# START OF Data records

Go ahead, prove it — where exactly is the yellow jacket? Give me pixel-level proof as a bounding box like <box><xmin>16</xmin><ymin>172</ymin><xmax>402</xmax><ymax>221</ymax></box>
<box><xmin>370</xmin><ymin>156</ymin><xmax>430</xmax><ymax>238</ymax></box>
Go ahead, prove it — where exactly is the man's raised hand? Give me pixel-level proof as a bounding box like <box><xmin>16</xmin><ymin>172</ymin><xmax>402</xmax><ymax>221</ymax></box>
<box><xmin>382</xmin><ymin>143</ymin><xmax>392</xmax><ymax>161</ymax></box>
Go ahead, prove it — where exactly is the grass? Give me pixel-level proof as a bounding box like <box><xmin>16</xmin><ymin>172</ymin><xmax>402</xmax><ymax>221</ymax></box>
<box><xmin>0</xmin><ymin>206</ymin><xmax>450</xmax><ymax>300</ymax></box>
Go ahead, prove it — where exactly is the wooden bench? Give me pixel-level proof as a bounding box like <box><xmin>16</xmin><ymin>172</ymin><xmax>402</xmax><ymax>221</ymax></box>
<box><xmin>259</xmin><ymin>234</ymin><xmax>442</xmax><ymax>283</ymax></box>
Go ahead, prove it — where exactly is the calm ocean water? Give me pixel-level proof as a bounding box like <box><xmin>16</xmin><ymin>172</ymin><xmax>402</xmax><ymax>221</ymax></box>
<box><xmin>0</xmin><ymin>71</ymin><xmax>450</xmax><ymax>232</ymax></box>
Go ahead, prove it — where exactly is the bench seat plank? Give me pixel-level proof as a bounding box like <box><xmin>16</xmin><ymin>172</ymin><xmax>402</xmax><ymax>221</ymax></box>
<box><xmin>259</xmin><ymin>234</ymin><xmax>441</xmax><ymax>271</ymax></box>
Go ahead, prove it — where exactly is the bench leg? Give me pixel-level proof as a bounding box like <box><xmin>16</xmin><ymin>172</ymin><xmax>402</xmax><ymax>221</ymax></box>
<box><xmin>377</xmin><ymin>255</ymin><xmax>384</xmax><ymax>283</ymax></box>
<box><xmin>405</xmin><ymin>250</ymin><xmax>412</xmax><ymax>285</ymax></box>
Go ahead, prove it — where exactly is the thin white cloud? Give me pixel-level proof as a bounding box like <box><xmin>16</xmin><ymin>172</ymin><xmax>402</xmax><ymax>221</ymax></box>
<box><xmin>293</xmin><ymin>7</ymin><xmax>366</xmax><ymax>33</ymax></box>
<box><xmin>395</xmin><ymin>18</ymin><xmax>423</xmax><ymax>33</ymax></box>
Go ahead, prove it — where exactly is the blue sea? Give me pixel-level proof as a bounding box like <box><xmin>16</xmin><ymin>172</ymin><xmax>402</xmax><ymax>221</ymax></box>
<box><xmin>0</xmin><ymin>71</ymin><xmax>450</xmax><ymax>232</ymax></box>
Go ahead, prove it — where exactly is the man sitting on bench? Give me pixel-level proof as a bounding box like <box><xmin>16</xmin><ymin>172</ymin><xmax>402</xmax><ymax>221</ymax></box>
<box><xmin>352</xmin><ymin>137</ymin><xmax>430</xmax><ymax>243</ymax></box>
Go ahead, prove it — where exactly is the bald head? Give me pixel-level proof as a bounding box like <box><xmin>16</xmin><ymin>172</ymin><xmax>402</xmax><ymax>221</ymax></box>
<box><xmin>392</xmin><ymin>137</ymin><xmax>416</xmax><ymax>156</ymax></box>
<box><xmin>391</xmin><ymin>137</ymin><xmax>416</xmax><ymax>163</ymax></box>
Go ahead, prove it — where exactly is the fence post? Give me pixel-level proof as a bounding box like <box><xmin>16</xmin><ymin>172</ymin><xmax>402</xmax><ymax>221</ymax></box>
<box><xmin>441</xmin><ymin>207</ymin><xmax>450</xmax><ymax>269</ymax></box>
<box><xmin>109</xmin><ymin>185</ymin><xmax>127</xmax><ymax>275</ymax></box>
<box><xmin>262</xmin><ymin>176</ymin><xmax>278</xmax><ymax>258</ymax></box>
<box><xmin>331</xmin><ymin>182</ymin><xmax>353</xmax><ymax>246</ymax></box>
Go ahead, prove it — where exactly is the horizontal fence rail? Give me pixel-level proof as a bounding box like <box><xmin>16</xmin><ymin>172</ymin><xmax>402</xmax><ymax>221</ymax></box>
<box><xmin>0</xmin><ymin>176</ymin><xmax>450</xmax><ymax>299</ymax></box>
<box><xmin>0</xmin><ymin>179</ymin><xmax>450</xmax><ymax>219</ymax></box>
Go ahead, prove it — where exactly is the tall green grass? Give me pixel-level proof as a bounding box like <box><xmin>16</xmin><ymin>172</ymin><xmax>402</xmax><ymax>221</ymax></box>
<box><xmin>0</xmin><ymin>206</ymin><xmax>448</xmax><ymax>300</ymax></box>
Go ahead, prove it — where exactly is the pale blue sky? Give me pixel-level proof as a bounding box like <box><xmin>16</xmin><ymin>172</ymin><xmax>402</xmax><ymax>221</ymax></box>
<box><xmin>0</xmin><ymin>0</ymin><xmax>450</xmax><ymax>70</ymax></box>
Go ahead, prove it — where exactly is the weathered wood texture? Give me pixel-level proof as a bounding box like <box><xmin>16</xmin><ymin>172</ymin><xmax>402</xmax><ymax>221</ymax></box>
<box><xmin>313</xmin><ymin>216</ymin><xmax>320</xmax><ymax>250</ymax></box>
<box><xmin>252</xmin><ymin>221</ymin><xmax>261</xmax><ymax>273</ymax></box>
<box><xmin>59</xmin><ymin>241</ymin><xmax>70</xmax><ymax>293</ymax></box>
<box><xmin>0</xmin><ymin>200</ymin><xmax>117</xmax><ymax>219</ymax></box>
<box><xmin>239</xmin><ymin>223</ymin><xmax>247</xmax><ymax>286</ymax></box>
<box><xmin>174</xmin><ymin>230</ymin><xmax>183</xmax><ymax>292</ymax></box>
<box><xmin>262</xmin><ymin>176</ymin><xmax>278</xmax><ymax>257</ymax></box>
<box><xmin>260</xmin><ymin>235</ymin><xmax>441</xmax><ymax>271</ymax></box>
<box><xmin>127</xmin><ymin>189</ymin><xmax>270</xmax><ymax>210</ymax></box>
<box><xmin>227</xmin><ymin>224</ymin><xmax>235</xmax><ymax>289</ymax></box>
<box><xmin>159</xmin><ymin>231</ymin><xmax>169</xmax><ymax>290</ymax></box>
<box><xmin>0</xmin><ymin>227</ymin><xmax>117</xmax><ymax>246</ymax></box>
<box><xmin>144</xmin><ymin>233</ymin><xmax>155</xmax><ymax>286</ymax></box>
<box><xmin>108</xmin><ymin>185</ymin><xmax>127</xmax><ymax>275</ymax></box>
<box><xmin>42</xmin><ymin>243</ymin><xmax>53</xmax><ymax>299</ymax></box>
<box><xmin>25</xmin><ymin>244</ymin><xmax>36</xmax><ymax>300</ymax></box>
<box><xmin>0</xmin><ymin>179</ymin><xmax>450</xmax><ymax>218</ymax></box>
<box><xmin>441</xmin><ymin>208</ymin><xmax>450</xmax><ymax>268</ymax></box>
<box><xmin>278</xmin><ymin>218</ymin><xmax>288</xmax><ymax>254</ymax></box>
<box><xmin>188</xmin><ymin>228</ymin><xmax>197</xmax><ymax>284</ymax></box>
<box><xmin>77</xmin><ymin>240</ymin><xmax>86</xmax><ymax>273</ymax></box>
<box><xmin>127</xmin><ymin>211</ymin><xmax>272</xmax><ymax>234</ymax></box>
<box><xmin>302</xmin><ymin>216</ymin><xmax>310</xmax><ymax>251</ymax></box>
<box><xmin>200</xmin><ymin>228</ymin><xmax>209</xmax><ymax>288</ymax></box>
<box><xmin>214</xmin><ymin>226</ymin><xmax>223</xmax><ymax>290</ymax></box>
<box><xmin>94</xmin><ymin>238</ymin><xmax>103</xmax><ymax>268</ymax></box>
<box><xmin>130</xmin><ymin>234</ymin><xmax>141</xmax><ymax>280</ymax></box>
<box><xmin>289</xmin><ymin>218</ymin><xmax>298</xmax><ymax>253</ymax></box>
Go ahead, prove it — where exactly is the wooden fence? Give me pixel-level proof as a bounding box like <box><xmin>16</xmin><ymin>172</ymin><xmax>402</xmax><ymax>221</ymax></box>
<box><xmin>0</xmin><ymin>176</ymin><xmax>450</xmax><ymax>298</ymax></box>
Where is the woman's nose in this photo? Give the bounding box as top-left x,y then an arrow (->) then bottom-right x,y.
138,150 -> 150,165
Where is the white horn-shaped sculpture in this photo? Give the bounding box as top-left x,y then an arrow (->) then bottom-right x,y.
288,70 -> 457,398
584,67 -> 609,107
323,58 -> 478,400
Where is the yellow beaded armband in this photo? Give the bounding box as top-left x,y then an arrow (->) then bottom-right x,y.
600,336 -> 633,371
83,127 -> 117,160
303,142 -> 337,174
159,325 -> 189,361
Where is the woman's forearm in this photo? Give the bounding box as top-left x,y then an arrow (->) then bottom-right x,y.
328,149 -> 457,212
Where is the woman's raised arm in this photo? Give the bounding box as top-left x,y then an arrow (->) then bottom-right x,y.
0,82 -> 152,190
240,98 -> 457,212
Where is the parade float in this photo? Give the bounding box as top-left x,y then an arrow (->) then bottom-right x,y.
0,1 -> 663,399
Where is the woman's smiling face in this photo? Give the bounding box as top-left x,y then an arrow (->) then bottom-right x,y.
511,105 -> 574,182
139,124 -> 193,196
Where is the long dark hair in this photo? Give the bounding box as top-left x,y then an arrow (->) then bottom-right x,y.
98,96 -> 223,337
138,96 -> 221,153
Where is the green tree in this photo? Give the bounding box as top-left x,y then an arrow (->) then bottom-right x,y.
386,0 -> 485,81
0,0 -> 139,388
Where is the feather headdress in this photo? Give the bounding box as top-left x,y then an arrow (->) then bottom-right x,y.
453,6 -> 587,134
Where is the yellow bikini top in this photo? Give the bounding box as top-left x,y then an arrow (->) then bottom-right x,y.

# END OF Data records

Job: Return every line of the material that contains the word "photo".

Full output:
Where is the woman's nose in this photo? Give the bounding box as top-left x,y then an arrow (->) then bottom-right x,y.
Where is the white horn-shaped sculpture in this photo? Give the bounding box as top-left x,y then an arrow (->) then bottom-right x,y.
Where is the yellow beaded armband in this photo? Give the bounding box as top-left x,y then an arrow (->) then bottom-right x,y.
Where is the woman's forearm in this photo? Give the bounding box as top-left x,y then an arrow (->) then bottom-right x,y.
Where is the woman's raised arm in this photo? Give the bounding box as top-left x,y then an arrow (->) then bottom-right x,y.
Where is the parade float in this photo? Give the bounding box as top-left x,y then an arrow (->) then bottom-right x,y.
Where is the woman's smiling face in this photo? Give the bounding box as top-left x,y then an arrow (->) then bottom-right x,y.
Where is the long dark hair in this photo? Give the bounding box as top-left x,y then an arrow (->) then bottom-right x,y.
Where is the green tree in this photo? Give the bounding box as top-left x,y then an arrow (->) then bottom-right x,y.
Where is the feather headdress in this photo? Give the bounding box as top-left x,y then an arrow (->) then bottom-right x,y.
Where is the yellow bikini top in this photo? Give the bounding box as top-left x,y then an arrow (->) then bottom-right x,y.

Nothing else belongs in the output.